• [Task to carry out] Copy out each line below containing "TARGET".

+++ Records for the exercise

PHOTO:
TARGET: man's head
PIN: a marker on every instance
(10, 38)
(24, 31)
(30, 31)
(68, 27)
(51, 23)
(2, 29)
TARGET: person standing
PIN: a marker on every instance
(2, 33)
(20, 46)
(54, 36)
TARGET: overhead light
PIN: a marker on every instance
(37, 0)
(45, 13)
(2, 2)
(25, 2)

++++++

• [Answer area]
TARGET: man's head
TARGET: person standing
TARGET: overhead light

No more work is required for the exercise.